Saved data entries

○ ○ ○ ○

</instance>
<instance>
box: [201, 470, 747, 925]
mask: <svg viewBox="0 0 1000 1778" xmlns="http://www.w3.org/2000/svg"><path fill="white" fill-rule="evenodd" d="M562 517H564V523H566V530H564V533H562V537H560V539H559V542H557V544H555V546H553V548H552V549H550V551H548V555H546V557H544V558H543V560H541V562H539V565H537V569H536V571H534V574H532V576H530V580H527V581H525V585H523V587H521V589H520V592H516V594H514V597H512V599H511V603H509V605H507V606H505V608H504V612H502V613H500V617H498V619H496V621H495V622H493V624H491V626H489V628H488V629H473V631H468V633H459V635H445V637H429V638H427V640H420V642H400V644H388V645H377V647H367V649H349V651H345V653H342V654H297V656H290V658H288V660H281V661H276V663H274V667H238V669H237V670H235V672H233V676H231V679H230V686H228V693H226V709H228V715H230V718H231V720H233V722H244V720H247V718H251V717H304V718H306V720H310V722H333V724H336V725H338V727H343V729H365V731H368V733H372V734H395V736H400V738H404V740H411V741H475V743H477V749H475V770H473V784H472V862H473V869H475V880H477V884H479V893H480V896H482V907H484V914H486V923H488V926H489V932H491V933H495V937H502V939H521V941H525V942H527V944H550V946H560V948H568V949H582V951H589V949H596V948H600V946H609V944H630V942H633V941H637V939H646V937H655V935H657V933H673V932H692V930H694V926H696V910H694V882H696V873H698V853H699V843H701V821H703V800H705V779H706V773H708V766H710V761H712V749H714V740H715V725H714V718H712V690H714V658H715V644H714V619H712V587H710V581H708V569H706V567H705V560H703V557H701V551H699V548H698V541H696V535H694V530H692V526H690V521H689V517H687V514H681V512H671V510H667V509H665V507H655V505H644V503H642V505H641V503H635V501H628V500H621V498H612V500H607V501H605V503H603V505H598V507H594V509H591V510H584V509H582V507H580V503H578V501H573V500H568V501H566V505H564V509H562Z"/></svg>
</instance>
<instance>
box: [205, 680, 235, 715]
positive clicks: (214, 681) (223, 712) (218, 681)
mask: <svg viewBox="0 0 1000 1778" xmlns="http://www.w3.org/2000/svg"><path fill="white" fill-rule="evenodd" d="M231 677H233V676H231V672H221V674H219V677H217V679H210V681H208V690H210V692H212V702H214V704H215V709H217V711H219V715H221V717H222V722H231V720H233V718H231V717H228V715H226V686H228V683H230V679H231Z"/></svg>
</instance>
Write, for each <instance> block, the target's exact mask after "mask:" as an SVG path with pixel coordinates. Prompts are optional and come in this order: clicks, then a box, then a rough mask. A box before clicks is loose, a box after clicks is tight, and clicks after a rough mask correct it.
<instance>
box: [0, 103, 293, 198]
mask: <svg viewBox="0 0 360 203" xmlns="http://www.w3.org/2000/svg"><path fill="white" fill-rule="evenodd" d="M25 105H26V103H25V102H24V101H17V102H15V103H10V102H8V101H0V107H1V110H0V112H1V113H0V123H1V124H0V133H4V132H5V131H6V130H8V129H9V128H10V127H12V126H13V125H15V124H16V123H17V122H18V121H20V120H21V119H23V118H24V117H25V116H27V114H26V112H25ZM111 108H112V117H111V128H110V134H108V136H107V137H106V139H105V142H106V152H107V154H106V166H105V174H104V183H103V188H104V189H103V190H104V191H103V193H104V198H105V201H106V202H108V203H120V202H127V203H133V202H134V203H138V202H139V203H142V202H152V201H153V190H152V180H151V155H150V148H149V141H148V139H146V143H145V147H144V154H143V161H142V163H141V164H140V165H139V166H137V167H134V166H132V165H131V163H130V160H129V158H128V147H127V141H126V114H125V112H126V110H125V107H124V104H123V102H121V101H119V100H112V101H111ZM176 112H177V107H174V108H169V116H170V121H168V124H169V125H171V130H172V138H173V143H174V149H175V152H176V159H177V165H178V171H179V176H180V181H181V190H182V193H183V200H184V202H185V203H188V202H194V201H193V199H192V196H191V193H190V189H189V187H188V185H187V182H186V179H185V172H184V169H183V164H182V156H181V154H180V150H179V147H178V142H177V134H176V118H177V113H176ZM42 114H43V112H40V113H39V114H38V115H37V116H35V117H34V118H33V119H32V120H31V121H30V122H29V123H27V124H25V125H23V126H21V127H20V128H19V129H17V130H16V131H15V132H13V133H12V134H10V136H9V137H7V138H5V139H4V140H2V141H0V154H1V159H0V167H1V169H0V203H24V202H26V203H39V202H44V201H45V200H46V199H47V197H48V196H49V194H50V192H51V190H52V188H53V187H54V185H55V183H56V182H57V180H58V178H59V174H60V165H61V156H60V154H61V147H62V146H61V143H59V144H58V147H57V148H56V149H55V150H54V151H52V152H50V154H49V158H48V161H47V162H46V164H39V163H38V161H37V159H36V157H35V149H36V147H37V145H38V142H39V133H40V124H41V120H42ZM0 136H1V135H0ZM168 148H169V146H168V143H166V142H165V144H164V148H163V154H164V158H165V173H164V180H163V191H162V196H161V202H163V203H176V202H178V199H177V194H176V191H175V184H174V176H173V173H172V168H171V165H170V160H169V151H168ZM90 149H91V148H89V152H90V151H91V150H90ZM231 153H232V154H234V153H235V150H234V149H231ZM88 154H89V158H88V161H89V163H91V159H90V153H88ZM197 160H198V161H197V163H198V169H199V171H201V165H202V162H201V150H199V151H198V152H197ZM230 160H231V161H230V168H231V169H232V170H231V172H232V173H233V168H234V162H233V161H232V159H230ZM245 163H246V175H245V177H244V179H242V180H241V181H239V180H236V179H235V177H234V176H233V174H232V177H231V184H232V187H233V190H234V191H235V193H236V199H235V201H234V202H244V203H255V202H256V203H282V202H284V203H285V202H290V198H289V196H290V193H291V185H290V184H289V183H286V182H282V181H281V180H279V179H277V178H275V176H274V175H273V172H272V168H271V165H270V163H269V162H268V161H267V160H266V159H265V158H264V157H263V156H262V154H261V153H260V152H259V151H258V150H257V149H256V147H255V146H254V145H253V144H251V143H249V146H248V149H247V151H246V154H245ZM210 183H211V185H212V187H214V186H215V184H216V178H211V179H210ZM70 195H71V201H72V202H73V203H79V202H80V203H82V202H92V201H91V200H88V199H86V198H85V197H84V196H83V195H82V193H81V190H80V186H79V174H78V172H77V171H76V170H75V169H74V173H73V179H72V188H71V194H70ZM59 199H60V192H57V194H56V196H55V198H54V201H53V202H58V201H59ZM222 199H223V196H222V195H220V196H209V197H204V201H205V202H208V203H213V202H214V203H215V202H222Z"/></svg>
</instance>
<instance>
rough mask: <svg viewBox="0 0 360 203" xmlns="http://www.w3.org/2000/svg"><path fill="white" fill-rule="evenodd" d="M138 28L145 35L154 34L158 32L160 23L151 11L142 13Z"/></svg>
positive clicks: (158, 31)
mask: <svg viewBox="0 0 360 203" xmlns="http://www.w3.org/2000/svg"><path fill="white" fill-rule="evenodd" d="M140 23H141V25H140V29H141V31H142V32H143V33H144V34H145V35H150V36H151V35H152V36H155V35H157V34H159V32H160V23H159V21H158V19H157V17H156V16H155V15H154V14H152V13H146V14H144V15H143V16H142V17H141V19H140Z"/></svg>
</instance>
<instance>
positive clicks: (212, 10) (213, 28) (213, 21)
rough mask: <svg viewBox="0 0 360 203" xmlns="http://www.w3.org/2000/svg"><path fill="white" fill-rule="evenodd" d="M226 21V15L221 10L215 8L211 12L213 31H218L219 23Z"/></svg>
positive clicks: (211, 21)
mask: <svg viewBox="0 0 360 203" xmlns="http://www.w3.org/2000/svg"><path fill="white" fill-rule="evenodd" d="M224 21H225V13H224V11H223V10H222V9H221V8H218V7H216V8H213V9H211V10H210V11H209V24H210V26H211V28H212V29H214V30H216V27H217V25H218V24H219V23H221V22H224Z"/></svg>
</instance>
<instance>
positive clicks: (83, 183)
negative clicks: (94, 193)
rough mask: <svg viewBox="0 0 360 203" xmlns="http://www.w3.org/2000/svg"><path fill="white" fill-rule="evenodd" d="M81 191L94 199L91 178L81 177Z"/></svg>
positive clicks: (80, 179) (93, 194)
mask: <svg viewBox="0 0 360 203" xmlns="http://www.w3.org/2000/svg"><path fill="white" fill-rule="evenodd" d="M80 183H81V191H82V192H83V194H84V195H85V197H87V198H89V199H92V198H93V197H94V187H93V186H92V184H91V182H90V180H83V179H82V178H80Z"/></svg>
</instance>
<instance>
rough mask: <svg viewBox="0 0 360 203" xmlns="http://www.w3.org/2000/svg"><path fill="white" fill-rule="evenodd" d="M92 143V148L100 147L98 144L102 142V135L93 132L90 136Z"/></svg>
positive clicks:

○ ○ ○ ○

## Prompt
Please find every line in the records above that contains the word "rough" and copy each one in full.

## Written answer
Write, for each <instance> block, the target's exact mask after "mask:" as an SVG path with pixel coordinates. Prompts are optional and come in this order: clicks, then a box, then a rough mask. A box before clicks is loose, a box after clicks is tight, and clicks after a rough mask correct it.
rough mask: <svg viewBox="0 0 360 203" xmlns="http://www.w3.org/2000/svg"><path fill="white" fill-rule="evenodd" d="M138 28L145 35L154 34L158 32L160 23L151 11L142 13Z"/></svg>
rough mask: <svg viewBox="0 0 360 203" xmlns="http://www.w3.org/2000/svg"><path fill="white" fill-rule="evenodd" d="M226 21V15L221 10L215 8L211 12L213 31H218L219 23Z"/></svg>
rough mask: <svg viewBox="0 0 360 203" xmlns="http://www.w3.org/2000/svg"><path fill="white" fill-rule="evenodd" d="M81 191L94 199L91 178L81 177Z"/></svg>
rough mask: <svg viewBox="0 0 360 203" xmlns="http://www.w3.org/2000/svg"><path fill="white" fill-rule="evenodd" d="M92 143V148L100 147L98 144L102 142V135L93 132L90 136Z"/></svg>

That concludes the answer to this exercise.